(begin)
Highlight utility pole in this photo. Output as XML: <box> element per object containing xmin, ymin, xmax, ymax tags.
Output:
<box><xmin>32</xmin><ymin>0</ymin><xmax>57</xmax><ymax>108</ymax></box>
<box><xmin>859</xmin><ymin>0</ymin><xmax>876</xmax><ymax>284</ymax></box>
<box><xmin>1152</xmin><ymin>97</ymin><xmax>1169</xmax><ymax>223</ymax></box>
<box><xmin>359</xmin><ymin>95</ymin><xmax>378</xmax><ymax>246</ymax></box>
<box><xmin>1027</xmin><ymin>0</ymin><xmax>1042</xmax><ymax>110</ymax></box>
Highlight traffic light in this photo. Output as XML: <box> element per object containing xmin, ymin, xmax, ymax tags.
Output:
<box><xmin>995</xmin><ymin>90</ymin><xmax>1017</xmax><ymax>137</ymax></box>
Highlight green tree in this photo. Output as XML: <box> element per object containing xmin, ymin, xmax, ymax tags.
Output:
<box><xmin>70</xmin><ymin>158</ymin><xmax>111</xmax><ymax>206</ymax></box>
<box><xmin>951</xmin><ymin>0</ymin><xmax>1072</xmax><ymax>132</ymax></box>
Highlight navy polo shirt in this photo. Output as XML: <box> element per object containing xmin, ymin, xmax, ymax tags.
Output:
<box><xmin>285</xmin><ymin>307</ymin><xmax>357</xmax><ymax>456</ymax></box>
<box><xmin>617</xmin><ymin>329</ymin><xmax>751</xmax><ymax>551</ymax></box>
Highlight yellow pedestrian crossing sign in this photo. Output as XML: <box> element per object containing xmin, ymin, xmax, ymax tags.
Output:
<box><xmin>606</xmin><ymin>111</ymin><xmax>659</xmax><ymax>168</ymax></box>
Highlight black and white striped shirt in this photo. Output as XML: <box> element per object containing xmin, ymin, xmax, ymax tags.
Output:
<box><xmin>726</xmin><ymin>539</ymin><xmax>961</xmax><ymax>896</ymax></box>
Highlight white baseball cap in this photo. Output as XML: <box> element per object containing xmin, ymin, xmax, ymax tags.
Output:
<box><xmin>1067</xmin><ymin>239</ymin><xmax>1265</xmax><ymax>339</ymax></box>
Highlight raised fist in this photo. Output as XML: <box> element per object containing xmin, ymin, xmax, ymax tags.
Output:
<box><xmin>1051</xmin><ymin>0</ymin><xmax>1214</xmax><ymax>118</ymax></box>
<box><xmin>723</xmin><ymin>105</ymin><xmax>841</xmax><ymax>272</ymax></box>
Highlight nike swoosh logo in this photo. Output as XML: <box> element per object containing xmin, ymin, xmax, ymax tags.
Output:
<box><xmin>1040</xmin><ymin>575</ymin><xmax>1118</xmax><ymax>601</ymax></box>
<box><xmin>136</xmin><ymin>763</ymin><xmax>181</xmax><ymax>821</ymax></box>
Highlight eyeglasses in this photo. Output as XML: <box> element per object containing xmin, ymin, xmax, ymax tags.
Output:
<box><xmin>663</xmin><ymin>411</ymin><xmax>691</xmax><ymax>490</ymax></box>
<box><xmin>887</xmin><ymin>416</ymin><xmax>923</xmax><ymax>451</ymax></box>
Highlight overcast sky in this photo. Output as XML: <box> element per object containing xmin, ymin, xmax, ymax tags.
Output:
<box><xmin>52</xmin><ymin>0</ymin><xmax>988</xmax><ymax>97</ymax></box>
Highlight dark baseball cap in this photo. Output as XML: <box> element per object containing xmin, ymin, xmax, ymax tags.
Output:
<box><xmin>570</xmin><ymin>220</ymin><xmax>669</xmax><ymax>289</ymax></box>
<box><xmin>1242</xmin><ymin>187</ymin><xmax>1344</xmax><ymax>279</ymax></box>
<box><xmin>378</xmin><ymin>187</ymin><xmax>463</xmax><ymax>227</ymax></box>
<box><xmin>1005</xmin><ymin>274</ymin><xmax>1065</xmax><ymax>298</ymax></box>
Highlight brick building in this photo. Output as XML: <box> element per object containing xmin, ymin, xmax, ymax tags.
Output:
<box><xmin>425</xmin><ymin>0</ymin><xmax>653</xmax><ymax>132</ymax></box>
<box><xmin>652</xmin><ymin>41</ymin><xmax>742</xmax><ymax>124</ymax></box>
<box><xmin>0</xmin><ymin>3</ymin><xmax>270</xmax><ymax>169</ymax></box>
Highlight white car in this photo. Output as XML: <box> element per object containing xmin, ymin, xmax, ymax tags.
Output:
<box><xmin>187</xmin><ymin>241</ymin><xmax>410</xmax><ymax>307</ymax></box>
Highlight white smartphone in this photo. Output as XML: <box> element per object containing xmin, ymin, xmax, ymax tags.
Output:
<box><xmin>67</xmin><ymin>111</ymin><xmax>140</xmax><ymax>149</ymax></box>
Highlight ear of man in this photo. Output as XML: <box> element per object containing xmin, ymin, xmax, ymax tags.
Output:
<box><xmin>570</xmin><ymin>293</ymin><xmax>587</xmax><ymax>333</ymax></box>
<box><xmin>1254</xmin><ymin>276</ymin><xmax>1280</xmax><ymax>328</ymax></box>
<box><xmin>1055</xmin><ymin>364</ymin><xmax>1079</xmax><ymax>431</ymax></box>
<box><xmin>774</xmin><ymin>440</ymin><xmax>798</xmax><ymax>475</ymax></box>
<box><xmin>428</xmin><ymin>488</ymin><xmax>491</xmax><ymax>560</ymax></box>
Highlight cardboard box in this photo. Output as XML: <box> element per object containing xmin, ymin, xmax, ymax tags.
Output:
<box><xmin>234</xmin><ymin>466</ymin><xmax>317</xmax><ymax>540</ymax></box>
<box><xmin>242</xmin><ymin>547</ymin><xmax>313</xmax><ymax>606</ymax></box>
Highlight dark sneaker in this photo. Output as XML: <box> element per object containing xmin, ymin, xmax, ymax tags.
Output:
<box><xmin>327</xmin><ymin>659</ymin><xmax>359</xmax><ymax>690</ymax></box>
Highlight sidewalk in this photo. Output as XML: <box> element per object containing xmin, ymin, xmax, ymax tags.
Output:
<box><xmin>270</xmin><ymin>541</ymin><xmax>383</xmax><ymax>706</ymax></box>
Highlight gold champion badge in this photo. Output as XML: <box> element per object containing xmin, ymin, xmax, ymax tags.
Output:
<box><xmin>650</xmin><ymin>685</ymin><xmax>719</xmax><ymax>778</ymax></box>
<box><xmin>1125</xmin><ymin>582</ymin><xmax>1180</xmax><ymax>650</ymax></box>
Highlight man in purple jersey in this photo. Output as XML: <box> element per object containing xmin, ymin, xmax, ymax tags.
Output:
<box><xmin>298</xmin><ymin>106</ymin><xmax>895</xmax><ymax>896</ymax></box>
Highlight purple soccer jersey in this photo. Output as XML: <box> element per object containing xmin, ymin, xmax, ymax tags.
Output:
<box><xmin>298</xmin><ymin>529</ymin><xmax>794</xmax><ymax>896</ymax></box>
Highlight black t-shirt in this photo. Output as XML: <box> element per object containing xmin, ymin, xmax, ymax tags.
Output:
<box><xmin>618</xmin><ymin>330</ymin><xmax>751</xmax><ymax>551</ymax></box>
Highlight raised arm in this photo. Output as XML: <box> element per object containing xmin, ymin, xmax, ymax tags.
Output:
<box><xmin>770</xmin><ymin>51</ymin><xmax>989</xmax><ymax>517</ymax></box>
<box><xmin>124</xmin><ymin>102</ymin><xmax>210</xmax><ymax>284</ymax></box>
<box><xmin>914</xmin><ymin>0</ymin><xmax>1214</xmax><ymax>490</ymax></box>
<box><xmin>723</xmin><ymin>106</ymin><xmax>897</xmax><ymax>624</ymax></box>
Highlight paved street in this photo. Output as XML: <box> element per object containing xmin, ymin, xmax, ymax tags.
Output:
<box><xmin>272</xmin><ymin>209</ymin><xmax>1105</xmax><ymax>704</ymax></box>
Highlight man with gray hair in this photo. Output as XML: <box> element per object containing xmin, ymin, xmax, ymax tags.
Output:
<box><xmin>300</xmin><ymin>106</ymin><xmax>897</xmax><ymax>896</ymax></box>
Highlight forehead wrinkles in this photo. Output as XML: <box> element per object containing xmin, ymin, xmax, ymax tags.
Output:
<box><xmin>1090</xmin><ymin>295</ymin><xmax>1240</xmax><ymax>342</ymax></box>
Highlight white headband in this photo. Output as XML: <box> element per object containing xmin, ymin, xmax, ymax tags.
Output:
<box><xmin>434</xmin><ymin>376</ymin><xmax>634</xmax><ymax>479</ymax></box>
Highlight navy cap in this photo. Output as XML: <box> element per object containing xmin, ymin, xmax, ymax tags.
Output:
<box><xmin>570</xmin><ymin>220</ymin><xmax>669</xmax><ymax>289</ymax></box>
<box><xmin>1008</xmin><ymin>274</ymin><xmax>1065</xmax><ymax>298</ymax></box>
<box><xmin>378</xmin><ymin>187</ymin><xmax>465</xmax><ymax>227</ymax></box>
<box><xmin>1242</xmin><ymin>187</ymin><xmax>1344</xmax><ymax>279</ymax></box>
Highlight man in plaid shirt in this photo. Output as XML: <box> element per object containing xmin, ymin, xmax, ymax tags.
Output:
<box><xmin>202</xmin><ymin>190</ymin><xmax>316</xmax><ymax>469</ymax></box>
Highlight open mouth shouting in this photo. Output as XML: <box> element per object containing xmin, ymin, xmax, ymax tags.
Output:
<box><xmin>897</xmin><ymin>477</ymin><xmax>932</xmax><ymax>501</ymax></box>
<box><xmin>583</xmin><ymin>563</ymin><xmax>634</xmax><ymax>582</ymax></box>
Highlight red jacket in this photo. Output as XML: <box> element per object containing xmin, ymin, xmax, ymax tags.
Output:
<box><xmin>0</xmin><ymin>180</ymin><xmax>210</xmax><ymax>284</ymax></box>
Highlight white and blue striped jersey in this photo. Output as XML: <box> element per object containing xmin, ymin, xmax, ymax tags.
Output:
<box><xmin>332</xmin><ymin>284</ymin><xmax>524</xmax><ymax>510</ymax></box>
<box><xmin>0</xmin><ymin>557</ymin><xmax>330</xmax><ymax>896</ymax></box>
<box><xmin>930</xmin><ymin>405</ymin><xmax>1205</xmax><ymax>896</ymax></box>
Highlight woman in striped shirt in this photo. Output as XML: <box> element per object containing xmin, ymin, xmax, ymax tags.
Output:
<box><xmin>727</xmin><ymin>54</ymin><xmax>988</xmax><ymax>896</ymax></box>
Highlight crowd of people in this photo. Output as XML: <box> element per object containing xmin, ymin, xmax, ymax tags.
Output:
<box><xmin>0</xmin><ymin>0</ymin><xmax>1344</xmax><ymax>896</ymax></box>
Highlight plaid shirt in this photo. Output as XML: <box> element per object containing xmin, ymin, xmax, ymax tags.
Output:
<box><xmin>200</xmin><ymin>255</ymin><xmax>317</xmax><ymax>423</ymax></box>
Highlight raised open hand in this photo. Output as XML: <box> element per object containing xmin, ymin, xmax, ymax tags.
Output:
(end)
* The task
Find each line in the data above that contains the word "purple" and copy those lines.

* Written response
Highlight man in purple jersey in this photo. Output as XML: <box> element per object containing xmin, ymin, xmax, ymax tags.
Highlight purple soccer jersey in this photo. Output as XML: <box> element per object containing xmin, ymin, xmax, ymax tags.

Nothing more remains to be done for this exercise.